(Records of labeled points)
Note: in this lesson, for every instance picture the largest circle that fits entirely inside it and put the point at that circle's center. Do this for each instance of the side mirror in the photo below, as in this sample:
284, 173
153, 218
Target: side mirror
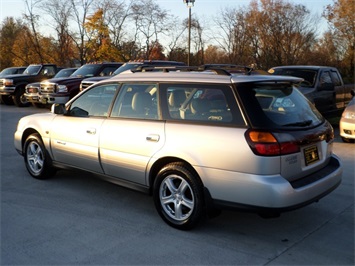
326, 87
58, 109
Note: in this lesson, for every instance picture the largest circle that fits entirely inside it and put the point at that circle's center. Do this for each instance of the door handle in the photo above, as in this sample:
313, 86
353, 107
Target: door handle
153, 138
91, 131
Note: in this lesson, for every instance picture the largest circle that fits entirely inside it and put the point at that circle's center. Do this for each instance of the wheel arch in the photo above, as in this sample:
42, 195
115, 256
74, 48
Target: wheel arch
160, 163
26, 134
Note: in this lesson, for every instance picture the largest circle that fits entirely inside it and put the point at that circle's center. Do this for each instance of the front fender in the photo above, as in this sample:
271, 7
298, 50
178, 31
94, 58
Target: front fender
37, 123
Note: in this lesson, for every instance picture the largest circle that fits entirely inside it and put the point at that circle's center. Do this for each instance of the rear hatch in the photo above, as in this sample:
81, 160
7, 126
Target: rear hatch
284, 123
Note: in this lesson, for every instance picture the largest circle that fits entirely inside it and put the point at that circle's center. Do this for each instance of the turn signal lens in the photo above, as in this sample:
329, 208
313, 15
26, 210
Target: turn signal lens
266, 144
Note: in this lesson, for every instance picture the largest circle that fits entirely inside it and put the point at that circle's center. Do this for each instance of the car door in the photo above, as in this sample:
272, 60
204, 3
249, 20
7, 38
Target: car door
75, 135
133, 133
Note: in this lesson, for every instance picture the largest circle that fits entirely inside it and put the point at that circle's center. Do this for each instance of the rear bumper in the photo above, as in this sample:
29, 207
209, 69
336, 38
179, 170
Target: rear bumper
7, 90
53, 98
273, 193
32, 97
347, 128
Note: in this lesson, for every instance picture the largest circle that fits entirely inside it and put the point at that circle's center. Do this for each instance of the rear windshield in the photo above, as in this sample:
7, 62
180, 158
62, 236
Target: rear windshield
86, 71
279, 106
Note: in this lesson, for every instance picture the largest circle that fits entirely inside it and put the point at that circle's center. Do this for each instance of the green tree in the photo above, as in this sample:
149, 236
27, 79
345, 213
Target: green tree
9, 31
281, 33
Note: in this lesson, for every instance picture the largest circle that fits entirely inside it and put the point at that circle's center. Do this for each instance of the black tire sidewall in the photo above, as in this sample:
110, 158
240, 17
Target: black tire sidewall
46, 170
182, 171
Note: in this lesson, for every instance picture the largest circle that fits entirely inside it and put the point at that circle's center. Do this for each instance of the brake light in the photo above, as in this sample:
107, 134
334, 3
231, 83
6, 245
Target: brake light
266, 144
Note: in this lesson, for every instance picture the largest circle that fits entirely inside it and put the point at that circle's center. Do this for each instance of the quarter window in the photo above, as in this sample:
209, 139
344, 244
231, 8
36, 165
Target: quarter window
137, 101
203, 103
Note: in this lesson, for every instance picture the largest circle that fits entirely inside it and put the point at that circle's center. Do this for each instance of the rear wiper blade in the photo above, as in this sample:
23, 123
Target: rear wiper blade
299, 124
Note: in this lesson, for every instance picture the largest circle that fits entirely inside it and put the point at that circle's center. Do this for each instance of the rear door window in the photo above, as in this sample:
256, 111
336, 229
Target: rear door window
201, 103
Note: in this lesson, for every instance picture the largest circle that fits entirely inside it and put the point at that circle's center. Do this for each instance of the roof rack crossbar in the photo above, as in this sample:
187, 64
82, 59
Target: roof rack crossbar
222, 69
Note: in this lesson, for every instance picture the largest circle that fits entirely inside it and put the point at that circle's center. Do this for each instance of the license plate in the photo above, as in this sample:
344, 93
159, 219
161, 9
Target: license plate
311, 155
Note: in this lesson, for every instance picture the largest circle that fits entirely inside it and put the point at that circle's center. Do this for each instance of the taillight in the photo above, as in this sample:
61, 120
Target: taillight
268, 144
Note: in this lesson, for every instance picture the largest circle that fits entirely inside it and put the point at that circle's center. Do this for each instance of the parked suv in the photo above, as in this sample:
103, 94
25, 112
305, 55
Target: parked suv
61, 90
198, 142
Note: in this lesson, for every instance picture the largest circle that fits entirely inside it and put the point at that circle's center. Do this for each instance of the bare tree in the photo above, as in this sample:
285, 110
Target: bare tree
60, 11
233, 36
32, 18
283, 32
341, 19
150, 21
116, 15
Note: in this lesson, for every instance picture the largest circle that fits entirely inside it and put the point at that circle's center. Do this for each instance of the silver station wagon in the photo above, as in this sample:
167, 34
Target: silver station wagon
198, 142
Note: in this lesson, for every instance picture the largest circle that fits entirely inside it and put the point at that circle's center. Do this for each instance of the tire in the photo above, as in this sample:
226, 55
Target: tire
39, 105
346, 140
37, 159
178, 196
20, 99
7, 100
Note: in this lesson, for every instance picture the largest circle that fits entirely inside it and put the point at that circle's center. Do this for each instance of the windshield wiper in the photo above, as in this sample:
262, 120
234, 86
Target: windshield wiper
299, 124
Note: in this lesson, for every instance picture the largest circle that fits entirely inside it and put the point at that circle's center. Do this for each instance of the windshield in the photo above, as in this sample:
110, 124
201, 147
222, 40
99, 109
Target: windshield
32, 70
86, 71
308, 75
278, 106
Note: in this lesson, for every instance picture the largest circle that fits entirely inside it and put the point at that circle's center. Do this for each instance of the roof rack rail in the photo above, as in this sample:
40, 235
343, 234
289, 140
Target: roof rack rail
220, 69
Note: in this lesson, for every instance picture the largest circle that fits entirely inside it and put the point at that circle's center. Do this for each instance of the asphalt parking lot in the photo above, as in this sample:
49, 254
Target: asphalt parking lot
76, 219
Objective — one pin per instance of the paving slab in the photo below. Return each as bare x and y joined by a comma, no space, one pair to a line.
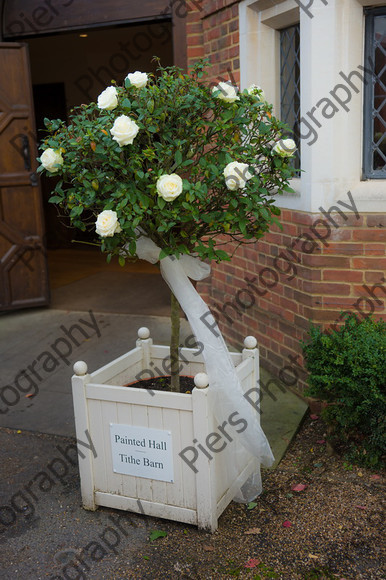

## Problem details
Rewrite all of the material above with "largest circle" replaced by "biggest circle" everywhere it occurs, keeping everything else the same. Leave the pictures out.

## Final result
Note: in this lesson, for every instance picture the biggest circle that fits entirely inside it and put the point at that circle's center. Do this for each instance of the side mirror in the photo below, as in this sample:
284, 173
153, 218
Target: side mirror
326, 87
58, 109
Note: in this lesson, for every instance picture the biggest circle that fits entirely inside it and put the point at that circle's center. Do this for each instance of the door handle in the photo above, as in this sample:
313, 86
353, 107
Target: door handle
153, 138
91, 131
Note: in this lesson, for every instance picture the biggest circle that fits entirely inside it and put the point at that circle's center. Do this for each instance of the wheel arch in the photo above, as in this sample:
42, 195
115, 256
74, 48
Target: wheel arch
160, 163
26, 134
Note: in this lesson, for every instance picture the biggest circle that fits entirely inside it and put the point at that circle's center. Do this for each instance of the front fender in the photo above, as in this sample:
271, 7
298, 50
178, 31
94, 58
Target: front fender
37, 123
Note: in this lesson, for every instance picture the biggest circle that fits entirely inside it and put the point at that circle's center. Do this for each instance of the rear hatch in the photo above, as in this sample:
81, 160
7, 126
Target: rear hatch
284, 123
Note: in this lesson, for every instance picture the biggest circle that fits entirely inside it and put the point at that circle's center. Do this for each instance of the turn signal lens in the photo above, as in this sample:
329, 208
313, 15
26, 210
Target: turn signal lens
266, 144
Note: in this lesson, for every instance picture the biggest circle that fits entirely inside it and put the point at that circle's center. Do this for each instance of the car door in the photo above, as in this sample:
272, 60
204, 3
249, 20
7, 38
Target: car door
75, 135
133, 133
Note: in this lesson, for every instance picture the biggest circle that fits entirely inside it and put the point at that circle's center. Do this for each instance of the rear bumper in the photo above, as in this sample:
29, 207
209, 69
336, 38
179, 170
Target: rear bumper
7, 90
53, 98
273, 193
32, 97
347, 128
Note: in this lesson, for every instance picture the biggest circle that fits entirely inside it and put the point at that circle's center. Do this for each instance of the rear windshield in the photo above, as in this sample:
7, 62
180, 158
62, 236
Target: rear windshield
86, 71
279, 106
Note: in this lesson, for every instance picture the biggest circle that fits entirely inside it and put the point at that circle's center. Do this for each instance of the green tree in the photo above, as in this sample:
149, 236
27, 79
345, 213
Target: green tree
9, 31
281, 33
Note: in this lesson, for every instance picture the biggest circle that fits entirely inside it and put the point at that circle's center. Do this for each instance of the black tire sidewall in the photo above, as in this sample:
110, 158
240, 17
Target: black tire sidewall
46, 170
182, 171
Note: in this lesson, for every instance picture the biggest circle that fits entirely inside it and put the point at that circle's center. Do this for each instance of the brake light in the photo above, as in this sample:
107, 134
334, 3
231, 83
6, 245
Target: brake light
266, 144
Note: in this lesson, for every instance picture the biggest circle that fits entirely inside it and put the point at that circle's center. Do this for each instance of the quarter window in the photo above, as in this sample:
209, 139
344, 244
231, 8
36, 165
Target: quarter window
137, 101
203, 103
Note: in this lesson, for every instance picture the biggest circle that fits entirely inside it and put the point at that circle's center. Do this for each instance of the rear wiper blade in the photo above, as in this sample:
23, 123
Target: rear wiper blade
299, 124
Note: in this lesson, for every instance picture the biggest circle that fits entirely inside it and put the point at that circle's center. Do this for each instance of the rear door window in the photo above, as in this sample:
256, 111
336, 229
Target: rear door window
201, 103
Note: in this lesson, for every instance picture the biggest circle that fits entirely inside it and put the point at that circle's center. Do this for each instance of the roof rack crossbar in the photo above, as in this sample:
187, 64
82, 59
Target: roof rack crossbar
222, 69
Note: in this lesson, for every instance picture the biggest circle that fits entirely inside it and put the point at that circle's center. Do this for each instance of the license plate in the photo above, as in this sample:
344, 93
159, 219
161, 9
Target: license plate
311, 155
Note: in this lesson, for every instance picture the biggest circle that fits entirely inside it and put the point at that circle's center. Do this for each instance of the taillight in the photo above, as in this sample:
61, 120
Target: taillight
268, 144
Note: in this lesson, for every instance picture the biggest circle that fits entirely inside it and put the point at that circle's center. Do this for each instance of the parked suv in the photo above, as in this sample:
103, 94
25, 112
305, 55
Target: parked suv
61, 90
198, 142
Note: in this lesson, for every instance picture the biggest circle that fits entirely inside it and put the point at that circle's center. Do this for each instance of the bare tree in the photo above, as in this sample:
285, 110
Target: bare tree
60, 11
233, 36
32, 18
283, 32
341, 19
150, 21
116, 15
Note: in this lesson, for every instance picture the biggest circle that fits entirely inside it and put the point at that circle's center. Do this for each instance of the silver station wagon in the photo above, as in this sample:
167, 34
Target: silver station wagon
198, 142
Note: in this lesson, for every instance picture the biggest circle that fits entirely inside it and put the point at that circle's center. Do this for each instance of the tire in the photo above, as in this sample:
226, 55
Target: tire
39, 105
346, 140
37, 159
178, 196
20, 99
7, 100
Note: in this lesson, for every instance picture the biggest circle that fits entirely inside it and put the point at that circle's center. Do this for each instance of the windshield wiper in the photo above, as in this sample:
262, 120
234, 86
Target: windshield wiper
299, 124
Note: in this lesson, for every instance picture the biggest circle that fits entirely inside it and put the point at that circle's center. Do this for each instance of the windshield in the photo above, as in this sample:
110, 124
201, 147
222, 40
99, 109
Target: windshield
32, 70
86, 71
308, 75
278, 106
Note: in this lesson, for every instance picture the biggest circle that fits entirely inside it and put the point at that circle's center. Do this for each instance of the roof rack rail in the photo above, as in this sample:
40, 235
343, 234
289, 140
Target: roof rack rail
220, 69
Note: in this lesson, for every instance picture the biggest circle that fits entirely inside it and put the point at that circle's center. Do this for each instance of the asphalt parking lot in the photo above, as in this sample:
49, 254
Target: asphalt parking lot
76, 219
Objective — one pin per instance of the paving slab in the photo below. Return each as bare x and y joined by a comma, no space, one pair to a line.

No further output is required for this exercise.